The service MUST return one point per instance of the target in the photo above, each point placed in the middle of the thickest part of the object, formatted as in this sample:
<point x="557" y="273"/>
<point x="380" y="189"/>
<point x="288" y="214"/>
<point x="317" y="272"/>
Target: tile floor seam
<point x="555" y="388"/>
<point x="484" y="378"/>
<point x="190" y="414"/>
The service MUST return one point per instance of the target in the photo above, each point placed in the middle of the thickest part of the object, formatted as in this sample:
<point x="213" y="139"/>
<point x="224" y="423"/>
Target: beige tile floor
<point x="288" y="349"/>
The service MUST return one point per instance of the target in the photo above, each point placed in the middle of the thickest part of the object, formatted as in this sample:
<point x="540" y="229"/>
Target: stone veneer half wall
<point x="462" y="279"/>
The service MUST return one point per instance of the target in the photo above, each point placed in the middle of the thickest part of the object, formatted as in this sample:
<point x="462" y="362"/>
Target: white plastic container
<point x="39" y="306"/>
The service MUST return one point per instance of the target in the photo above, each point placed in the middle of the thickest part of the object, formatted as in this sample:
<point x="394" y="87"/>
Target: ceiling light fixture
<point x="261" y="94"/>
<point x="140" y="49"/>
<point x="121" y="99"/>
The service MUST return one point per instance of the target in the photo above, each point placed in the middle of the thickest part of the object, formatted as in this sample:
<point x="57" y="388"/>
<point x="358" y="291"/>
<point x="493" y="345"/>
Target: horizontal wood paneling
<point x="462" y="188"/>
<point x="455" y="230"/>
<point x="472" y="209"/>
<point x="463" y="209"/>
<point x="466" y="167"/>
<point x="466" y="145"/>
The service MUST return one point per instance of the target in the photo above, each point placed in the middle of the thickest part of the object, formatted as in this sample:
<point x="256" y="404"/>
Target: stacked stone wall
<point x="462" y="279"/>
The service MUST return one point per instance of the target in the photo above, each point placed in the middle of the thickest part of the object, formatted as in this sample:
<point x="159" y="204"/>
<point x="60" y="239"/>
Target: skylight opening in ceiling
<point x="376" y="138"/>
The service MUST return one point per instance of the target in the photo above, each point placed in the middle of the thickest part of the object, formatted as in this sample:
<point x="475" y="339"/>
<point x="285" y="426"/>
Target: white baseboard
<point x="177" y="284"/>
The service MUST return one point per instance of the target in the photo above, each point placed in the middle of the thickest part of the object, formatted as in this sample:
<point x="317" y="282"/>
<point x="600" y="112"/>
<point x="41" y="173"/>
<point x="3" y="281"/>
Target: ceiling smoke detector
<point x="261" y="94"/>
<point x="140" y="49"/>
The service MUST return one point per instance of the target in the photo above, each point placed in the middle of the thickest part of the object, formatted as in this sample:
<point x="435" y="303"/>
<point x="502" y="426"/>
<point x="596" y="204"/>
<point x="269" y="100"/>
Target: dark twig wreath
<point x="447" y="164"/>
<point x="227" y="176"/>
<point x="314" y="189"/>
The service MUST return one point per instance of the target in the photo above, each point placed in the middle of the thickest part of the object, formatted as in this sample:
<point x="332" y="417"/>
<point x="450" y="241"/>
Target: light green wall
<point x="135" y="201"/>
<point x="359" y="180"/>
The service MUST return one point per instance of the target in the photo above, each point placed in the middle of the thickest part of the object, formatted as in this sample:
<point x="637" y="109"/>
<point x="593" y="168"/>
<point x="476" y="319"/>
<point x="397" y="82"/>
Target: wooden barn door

════════════════════

__Directions for this task__
Using the data above, output each line exactly.

__Answer space__
The service MUST return one point per instance of the target in the photo above, each point placed in the middle of the thickest part of the object, formatted as in this sample:
<point x="557" y="273"/>
<point x="380" y="189"/>
<point x="288" y="214"/>
<point x="317" y="272"/>
Target: tile floor seam
<point x="555" y="388"/>
<point x="484" y="378"/>
<point x="190" y="414"/>
The service MUST return one point per instance of the target in the photo above, each point placed in the middle of the thickest part of the object, formatted as in this sample:
<point x="213" y="139"/>
<point x="224" y="423"/>
Target: beige tile floor
<point x="288" y="349"/>
The service MUST return one point per instance of the target in the photo above, each point placed in the middle of the thickest part of the object, formatted as in this sample:
<point x="540" y="229"/>
Target: stone veneer half wall
<point x="462" y="279"/>
The service MUST return one point per instance of the target in the photo above, each point placed in the middle of the thickest part of the object, formatted as in this sample:
<point x="462" y="362"/>
Target: white plastic container
<point x="39" y="306"/>
The service MUST return one point per instance of the target in the photo above, each point placed in the middle of the thickest part of the object, formatted as in this sample:
<point x="394" y="87"/>
Target: ceiling light fixture
<point x="261" y="94"/>
<point x="140" y="49"/>
<point x="121" y="99"/>
The service MUST return one point per instance of the target in the photo above, each point placed in the middle of the thickest part of the object, formatted as in this sample:
<point x="57" y="388"/>
<point x="358" y="291"/>
<point x="493" y="345"/>
Target: horizontal wood paneling
<point x="462" y="188"/>
<point x="455" y="230"/>
<point x="472" y="209"/>
<point x="463" y="209"/>
<point x="466" y="167"/>
<point x="466" y="145"/>
The service MUST return one point per instance of the target in the photo above, each point placed in the middle of the thickest part of the object, formatted as in this sample:
<point x="256" y="404"/>
Target: stacked stone wall
<point x="462" y="279"/>
The service MUST return one point per instance of the target in the photo above, each point placed in the middle of the thickest part of the object, formatted as in this sample:
<point x="159" y="204"/>
<point x="60" y="239"/>
Target: skylight opening in ceiling
<point x="376" y="138"/>
The service MUST return one point per instance of the target in the photo above, each point placed in the middle of the thickest part of the object, formatted as in this sample:
<point x="475" y="339"/>
<point x="285" y="426"/>
Target: white baseboard
<point x="177" y="284"/>
The service MUST return one point per instance of the target in the photo above, each point placed in the middle of the thickest part of the object, formatted as in this sample:
<point x="317" y="282"/>
<point x="600" y="112"/>
<point x="41" y="173"/>
<point x="3" y="281"/>
Target: ceiling smoke detector
<point x="261" y="94"/>
<point x="140" y="49"/>
The service MUST return one point per instance of the target in the photo above, each point placed in the middle of the thickest part of the object, formatted as in this sample:
<point x="435" y="303"/>
<point x="502" y="426"/>
<point x="596" y="204"/>
<point x="269" y="100"/>
Target: dark twig wreath
<point x="447" y="164"/>
<point x="227" y="176"/>
<point x="314" y="189"/>
The service MUST return one point per instance of the target in the photo above, each point placed in the middle of the thickest part of the object, formatted as in this sample:
<point x="332" y="417"/>
<point x="450" y="241"/>
Target: light green wall
<point x="135" y="201"/>
<point x="359" y="180"/>
The service MUST return one point per instance of the target in the photo above, each point placed in the middle of the thickest part of the object, formatted as in this sample:
<point x="637" y="109"/>
<point x="593" y="168"/>
<point x="476" y="319"/>
<point x="397" y="82"/>
Target: wooden barn door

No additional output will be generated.